##### INPUT MATERIAL #####

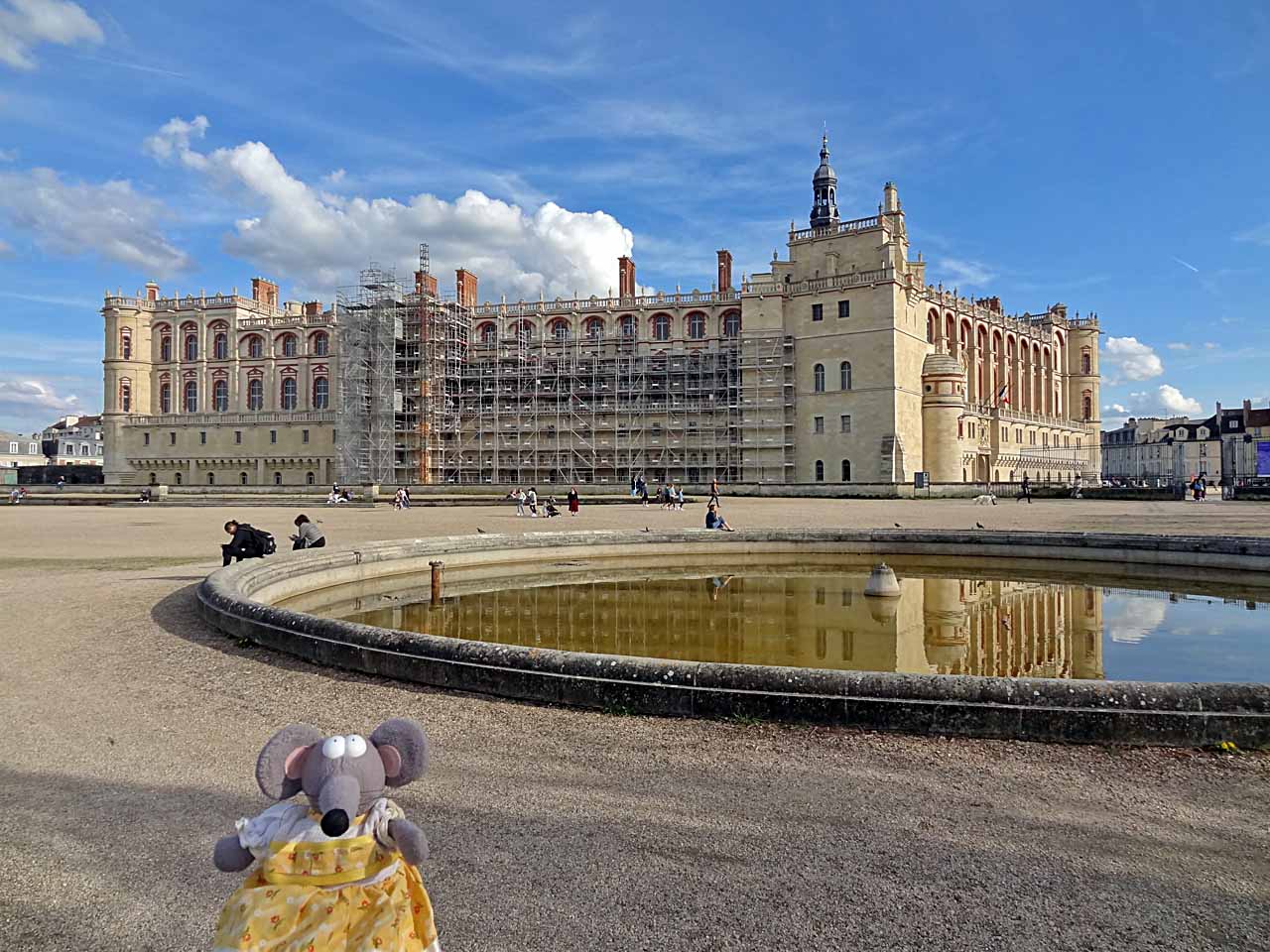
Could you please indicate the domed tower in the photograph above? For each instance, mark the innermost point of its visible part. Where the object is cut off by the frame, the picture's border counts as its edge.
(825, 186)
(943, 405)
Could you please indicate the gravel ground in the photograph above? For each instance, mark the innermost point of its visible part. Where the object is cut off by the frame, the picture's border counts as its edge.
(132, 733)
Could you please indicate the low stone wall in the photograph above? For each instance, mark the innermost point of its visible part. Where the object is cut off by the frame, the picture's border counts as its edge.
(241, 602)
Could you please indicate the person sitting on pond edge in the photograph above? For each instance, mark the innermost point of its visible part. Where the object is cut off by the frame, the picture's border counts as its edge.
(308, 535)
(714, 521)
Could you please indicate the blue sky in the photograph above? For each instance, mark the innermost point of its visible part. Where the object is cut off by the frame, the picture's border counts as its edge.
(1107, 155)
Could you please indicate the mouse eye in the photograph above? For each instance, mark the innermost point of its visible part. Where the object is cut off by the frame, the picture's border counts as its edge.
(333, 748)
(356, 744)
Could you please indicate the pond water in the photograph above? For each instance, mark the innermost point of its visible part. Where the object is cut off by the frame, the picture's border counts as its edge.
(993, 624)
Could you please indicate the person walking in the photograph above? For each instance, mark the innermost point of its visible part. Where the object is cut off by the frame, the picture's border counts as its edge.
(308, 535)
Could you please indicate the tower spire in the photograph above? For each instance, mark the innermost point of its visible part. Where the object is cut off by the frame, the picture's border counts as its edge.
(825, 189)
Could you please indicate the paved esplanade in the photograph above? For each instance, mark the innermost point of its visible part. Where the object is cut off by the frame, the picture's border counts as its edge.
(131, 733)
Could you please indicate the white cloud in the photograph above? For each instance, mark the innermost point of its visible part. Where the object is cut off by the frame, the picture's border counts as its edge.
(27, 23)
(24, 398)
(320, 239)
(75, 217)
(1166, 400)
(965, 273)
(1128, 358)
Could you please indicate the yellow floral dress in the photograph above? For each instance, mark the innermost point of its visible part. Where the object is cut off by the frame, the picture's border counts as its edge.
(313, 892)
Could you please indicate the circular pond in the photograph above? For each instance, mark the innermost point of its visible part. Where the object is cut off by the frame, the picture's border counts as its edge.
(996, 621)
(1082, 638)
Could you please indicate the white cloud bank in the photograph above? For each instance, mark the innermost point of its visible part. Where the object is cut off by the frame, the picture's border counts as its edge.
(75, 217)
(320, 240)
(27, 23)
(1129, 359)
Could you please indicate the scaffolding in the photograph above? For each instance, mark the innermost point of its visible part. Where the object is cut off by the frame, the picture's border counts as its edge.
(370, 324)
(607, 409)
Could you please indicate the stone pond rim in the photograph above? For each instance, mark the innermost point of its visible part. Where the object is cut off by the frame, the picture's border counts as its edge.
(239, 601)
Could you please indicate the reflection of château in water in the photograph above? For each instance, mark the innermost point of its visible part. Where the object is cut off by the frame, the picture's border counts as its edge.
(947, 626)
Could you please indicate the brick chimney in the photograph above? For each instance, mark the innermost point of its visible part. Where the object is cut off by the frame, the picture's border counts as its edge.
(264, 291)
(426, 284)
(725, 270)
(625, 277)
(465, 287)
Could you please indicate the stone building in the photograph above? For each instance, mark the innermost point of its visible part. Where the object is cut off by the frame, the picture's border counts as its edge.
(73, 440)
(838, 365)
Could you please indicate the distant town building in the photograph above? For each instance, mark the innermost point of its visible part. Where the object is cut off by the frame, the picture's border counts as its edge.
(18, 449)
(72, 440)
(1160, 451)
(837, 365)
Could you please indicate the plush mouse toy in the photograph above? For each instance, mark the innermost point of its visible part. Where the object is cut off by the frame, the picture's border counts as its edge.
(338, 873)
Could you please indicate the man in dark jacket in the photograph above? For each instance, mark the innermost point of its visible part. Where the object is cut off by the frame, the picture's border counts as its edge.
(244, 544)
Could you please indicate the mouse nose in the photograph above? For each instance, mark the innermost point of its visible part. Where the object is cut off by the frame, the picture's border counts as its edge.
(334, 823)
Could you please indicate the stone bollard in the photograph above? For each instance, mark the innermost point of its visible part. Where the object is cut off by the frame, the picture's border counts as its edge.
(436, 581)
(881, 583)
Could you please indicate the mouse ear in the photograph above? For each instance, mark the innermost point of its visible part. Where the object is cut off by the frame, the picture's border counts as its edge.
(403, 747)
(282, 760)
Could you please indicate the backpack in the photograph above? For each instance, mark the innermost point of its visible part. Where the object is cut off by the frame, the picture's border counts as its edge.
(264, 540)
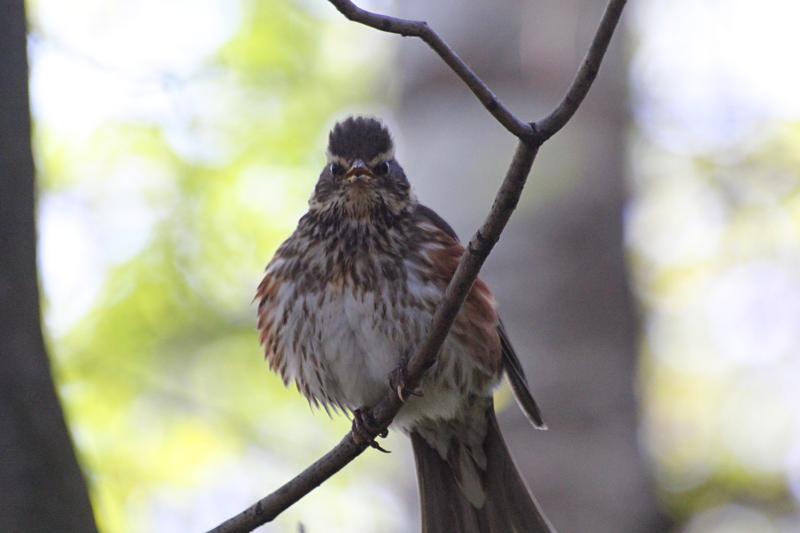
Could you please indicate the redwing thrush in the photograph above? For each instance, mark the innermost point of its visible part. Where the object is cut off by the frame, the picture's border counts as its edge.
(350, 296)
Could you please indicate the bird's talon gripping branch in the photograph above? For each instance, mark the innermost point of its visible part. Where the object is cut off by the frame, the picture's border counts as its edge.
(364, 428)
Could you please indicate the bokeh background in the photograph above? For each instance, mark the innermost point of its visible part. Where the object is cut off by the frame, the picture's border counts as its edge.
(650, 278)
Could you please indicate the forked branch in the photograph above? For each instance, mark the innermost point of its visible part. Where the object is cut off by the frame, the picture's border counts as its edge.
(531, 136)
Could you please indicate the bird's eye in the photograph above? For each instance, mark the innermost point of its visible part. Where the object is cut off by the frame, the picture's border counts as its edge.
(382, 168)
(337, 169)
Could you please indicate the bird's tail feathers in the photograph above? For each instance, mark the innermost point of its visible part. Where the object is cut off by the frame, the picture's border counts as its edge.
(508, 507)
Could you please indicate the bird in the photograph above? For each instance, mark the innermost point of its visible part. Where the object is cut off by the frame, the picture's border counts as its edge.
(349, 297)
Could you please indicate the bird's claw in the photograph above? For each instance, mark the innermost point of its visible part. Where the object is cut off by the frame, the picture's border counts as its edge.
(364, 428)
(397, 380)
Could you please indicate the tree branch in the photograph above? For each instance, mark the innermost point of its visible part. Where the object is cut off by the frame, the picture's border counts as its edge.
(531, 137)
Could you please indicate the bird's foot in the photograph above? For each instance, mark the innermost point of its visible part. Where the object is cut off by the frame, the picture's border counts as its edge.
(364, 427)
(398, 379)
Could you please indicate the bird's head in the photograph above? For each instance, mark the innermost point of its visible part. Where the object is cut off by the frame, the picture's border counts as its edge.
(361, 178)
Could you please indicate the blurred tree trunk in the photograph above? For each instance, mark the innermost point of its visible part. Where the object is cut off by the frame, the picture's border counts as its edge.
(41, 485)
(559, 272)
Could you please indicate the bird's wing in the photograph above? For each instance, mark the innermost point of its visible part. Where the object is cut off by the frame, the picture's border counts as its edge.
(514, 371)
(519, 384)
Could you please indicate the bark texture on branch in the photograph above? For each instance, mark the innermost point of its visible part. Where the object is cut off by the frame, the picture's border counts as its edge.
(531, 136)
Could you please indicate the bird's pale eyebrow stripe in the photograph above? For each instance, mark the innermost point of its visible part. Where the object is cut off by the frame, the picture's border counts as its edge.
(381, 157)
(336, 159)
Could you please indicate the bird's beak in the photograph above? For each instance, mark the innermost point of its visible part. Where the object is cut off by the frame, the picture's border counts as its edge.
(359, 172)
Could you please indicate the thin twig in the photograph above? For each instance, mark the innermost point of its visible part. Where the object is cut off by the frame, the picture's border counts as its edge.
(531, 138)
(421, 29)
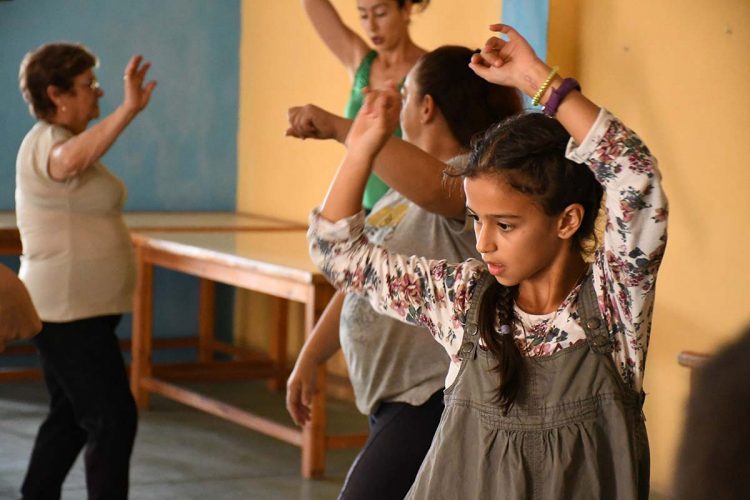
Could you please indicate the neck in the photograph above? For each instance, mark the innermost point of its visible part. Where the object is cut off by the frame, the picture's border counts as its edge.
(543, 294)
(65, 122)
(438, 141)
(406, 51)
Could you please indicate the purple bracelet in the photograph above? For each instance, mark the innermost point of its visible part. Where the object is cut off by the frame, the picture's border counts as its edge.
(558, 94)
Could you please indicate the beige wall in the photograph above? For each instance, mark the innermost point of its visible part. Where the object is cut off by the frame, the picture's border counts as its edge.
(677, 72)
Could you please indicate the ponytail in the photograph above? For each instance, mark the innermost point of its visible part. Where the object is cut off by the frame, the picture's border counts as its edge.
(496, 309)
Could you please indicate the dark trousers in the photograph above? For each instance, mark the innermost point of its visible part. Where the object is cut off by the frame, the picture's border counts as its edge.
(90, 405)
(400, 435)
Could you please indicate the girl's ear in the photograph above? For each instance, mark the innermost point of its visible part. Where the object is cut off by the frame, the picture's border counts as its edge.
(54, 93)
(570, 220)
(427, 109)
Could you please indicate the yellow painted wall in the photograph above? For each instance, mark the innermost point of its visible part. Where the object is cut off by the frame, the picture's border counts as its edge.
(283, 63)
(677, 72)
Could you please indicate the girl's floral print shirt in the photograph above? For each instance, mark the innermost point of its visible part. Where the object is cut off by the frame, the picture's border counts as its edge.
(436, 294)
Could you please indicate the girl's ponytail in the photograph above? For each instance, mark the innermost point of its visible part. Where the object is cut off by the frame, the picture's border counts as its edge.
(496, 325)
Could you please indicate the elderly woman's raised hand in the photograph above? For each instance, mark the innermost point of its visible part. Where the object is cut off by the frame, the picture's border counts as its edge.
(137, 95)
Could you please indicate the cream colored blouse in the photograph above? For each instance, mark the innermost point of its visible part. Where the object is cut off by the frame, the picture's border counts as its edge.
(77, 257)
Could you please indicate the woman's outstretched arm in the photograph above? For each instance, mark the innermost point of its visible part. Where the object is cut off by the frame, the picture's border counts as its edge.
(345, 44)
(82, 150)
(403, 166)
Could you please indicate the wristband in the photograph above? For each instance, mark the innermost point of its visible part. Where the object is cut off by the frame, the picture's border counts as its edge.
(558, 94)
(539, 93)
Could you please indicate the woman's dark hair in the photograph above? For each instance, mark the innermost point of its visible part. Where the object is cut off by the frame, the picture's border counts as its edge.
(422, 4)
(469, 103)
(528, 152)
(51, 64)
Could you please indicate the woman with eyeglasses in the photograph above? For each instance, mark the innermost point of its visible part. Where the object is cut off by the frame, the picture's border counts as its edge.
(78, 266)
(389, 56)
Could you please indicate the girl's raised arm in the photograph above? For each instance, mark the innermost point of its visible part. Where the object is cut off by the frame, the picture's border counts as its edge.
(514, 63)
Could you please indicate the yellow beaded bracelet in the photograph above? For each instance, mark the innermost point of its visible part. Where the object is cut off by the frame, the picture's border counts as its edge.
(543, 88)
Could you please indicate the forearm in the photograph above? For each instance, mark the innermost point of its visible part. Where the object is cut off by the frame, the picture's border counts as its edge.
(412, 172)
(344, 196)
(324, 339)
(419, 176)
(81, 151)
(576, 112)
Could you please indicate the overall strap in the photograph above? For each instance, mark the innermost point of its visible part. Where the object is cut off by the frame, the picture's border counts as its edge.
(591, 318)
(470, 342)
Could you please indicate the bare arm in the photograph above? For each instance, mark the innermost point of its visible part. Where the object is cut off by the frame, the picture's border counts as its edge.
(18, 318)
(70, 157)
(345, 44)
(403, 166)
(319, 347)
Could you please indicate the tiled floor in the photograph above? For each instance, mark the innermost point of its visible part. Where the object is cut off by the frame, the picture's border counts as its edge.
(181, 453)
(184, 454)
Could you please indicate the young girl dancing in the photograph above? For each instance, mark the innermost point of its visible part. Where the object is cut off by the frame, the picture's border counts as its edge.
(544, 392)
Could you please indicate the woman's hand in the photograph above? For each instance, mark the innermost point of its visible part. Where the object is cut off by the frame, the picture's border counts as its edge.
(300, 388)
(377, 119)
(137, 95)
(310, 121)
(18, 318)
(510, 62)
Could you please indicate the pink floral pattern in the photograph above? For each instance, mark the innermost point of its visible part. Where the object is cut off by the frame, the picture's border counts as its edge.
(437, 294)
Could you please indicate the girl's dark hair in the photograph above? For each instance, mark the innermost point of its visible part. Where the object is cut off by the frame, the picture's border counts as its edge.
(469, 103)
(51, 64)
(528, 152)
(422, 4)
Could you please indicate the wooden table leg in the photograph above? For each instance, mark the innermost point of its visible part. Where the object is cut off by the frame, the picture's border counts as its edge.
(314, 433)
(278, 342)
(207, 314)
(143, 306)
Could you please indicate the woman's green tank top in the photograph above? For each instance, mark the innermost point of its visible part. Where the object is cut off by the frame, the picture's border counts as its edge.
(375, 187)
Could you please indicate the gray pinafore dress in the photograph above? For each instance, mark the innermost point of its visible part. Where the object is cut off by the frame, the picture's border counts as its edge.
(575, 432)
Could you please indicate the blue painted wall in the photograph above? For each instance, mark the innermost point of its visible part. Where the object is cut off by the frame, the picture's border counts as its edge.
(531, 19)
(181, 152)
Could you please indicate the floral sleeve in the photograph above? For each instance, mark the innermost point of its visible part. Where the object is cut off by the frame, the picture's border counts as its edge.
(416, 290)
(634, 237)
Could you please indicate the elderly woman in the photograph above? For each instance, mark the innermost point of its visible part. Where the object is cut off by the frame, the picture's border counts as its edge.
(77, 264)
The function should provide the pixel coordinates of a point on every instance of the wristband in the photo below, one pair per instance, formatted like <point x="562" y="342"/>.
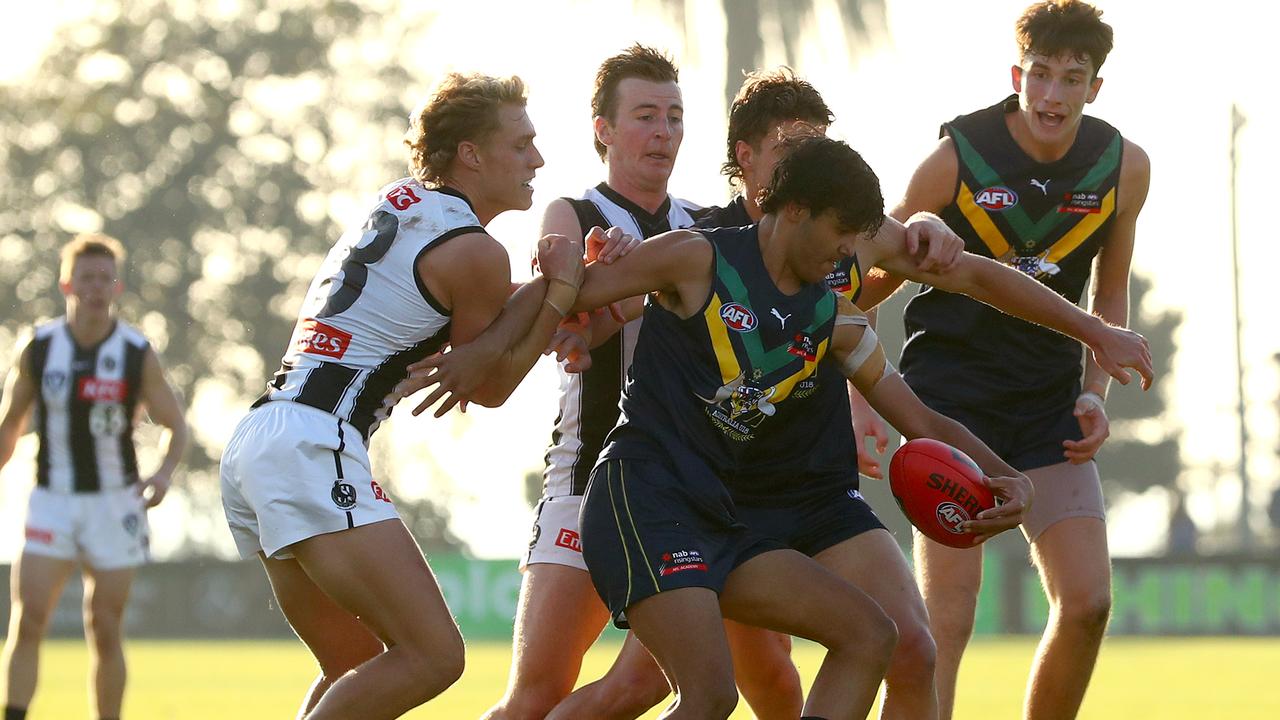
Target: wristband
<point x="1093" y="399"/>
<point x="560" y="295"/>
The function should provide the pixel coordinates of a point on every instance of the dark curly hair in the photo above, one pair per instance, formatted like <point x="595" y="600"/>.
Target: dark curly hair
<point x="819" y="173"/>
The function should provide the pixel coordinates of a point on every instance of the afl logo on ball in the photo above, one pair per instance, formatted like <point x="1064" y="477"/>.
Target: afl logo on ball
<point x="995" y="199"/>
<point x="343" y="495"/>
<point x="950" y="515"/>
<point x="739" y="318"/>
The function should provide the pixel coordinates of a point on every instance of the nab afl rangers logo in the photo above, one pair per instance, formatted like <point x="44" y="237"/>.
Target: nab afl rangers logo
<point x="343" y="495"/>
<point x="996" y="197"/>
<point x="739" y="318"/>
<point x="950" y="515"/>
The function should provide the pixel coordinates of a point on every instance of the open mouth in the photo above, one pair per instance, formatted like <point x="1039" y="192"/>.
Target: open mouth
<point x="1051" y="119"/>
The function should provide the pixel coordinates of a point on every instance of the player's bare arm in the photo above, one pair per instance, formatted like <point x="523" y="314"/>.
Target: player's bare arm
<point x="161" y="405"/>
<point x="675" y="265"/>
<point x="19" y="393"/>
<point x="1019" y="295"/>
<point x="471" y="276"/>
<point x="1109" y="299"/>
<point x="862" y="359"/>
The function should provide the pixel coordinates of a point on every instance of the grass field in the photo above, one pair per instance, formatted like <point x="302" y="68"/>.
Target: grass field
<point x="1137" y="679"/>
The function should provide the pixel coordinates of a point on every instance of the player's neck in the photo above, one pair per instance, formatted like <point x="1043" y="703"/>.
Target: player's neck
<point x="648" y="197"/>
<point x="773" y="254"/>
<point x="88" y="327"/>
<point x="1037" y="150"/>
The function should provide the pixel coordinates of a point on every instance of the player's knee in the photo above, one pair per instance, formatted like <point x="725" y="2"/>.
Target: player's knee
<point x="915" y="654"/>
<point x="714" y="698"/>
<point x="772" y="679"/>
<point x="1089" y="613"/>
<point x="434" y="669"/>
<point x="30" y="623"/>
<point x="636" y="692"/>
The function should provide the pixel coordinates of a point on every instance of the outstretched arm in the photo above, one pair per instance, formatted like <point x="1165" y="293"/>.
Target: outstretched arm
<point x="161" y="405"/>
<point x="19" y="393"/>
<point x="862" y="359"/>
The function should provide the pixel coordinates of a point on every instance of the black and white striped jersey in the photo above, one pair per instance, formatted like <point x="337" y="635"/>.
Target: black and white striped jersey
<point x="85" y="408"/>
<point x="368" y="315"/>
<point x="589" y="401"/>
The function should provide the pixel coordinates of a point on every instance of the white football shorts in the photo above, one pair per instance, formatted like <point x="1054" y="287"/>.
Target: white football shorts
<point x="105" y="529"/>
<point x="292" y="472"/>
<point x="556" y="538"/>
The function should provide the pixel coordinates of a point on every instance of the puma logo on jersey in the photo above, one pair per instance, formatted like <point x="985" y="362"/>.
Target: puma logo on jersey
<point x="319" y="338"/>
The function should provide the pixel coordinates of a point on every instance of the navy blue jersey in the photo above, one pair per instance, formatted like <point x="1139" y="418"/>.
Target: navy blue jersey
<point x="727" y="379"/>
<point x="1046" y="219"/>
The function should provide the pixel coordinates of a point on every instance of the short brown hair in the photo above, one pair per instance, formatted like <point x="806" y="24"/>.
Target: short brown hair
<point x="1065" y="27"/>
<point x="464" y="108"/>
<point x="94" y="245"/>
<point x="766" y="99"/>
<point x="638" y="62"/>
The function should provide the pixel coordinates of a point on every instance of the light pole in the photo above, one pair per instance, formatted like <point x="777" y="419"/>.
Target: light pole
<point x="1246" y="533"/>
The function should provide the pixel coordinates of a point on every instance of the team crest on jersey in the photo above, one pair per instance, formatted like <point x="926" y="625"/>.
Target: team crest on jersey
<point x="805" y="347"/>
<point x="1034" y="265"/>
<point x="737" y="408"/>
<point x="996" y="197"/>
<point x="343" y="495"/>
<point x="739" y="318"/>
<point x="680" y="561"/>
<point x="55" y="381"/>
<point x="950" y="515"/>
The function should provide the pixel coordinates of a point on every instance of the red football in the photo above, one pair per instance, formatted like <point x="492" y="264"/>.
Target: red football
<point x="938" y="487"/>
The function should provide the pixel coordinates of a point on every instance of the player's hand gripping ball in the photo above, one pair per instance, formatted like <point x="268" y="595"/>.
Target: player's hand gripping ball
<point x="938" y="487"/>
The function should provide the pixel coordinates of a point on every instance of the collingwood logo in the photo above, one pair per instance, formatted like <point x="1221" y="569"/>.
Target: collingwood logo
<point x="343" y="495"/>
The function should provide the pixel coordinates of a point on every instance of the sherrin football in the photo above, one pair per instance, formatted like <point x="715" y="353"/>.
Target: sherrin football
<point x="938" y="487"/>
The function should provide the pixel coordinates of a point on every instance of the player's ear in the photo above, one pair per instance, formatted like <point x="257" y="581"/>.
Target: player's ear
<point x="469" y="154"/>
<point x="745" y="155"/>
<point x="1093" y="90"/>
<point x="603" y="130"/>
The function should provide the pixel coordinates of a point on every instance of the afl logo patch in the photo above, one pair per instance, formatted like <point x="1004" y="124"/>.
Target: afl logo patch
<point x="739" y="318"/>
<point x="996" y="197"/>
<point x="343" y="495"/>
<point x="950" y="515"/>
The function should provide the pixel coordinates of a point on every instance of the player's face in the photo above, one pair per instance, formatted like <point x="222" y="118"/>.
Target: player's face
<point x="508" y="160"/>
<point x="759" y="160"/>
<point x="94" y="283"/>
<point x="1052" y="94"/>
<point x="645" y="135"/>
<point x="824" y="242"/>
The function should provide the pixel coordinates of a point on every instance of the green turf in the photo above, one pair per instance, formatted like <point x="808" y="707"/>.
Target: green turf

#####

EXERCISE OBJECTIVE:
State the number of lines in the records above that contain the string "turf", and give nothing else.

ANSWER TO THIS PROBLEM:
2